-- start of Data excerpts --
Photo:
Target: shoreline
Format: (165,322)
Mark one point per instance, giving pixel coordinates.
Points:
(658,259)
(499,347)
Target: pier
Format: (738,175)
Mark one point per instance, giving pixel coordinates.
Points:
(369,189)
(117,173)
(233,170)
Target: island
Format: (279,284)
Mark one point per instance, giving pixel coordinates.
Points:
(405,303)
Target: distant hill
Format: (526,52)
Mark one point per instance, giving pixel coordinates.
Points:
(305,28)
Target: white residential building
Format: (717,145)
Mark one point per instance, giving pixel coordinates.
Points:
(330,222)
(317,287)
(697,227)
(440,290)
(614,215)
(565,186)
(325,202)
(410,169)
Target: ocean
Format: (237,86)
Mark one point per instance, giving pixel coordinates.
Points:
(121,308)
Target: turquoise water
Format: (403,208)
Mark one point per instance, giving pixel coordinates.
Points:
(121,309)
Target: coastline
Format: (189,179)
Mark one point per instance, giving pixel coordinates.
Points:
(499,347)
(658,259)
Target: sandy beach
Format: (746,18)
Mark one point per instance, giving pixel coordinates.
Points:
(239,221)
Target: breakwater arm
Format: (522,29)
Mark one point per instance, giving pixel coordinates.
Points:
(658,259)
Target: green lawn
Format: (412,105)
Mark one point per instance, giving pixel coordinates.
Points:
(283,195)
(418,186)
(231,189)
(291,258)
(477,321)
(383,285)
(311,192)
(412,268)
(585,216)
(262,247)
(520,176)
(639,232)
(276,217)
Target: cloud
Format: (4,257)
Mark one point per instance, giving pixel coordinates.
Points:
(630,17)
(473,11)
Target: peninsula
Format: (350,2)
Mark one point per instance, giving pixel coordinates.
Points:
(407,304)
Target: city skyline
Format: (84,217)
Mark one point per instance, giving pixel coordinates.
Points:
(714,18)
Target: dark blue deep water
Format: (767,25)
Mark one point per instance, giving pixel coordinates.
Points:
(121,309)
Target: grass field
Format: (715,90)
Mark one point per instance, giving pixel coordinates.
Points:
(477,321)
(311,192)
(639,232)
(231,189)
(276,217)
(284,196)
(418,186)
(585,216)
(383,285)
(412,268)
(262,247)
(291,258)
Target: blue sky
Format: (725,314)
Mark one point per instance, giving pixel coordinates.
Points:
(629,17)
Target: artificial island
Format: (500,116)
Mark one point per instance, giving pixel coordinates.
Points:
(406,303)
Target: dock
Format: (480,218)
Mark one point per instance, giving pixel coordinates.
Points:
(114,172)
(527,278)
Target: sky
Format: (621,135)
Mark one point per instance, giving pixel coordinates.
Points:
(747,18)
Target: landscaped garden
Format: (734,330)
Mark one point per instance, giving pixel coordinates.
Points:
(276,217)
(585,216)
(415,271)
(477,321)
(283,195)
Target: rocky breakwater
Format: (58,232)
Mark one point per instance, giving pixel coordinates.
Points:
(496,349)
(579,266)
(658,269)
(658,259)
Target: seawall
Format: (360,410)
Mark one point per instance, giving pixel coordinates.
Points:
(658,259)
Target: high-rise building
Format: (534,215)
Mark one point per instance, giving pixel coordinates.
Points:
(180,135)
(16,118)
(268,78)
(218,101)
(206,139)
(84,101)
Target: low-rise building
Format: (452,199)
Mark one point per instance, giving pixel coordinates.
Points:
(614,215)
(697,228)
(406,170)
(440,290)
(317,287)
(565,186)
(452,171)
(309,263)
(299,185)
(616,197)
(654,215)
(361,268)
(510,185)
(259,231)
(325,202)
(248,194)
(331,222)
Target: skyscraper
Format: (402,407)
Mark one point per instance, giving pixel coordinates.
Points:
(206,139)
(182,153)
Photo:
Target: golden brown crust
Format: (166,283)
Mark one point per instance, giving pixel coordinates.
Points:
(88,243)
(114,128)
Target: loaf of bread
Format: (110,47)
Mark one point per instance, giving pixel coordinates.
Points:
-- end of Data excerpts --
### Set exercise
Starting with the line containing "Target: seawall" and going on through the end of the items, rewrite every line, requests included. Multiply each coordinate in the given points by 2.15 and round to a whole number, with halves rounding up, but leave the Format coordinates unchanged.

### Result of this exercise
Target: seawall
Format: (360,410)
Mark one point per instance, giving pixel coordinates.
Points:
(1415,557)
Target: high-rise building
Format: (534,215)
Mark one point per instance, giving pixel coordinates.
Points:
(387,290)
(34,254)
(576,168)
(469,217)
(443,299)
(181,217)
Target: low-rise building
Format: (452,199)
Mark one point per instance, giving pixel coordinates.
Points:
(1320,462)
(1499,490)
(873,366)
(946,624)
(682,617)
(1215,400)
(972,368)
(664,565)
(643,398)
(1324,424)
(1406,462)
(776,576)
(1097,398)
(557,497)
(699,434)
(533,417)
(712,477)
Target: skyscraper
Format: (402,407)
Mark one point per instance, giving pixel coordinates.
Points:
(443,299)
(391,329)
Photo:
Target: golden brown crust
Format: (166,283)
Mark one point per instance, giving pixel coordinates.
Points:
(189,522)
(245,275)
Target: loaf of bread
Format: (110,47)
Mark one point per instance, giving pixel coordinates.
Points:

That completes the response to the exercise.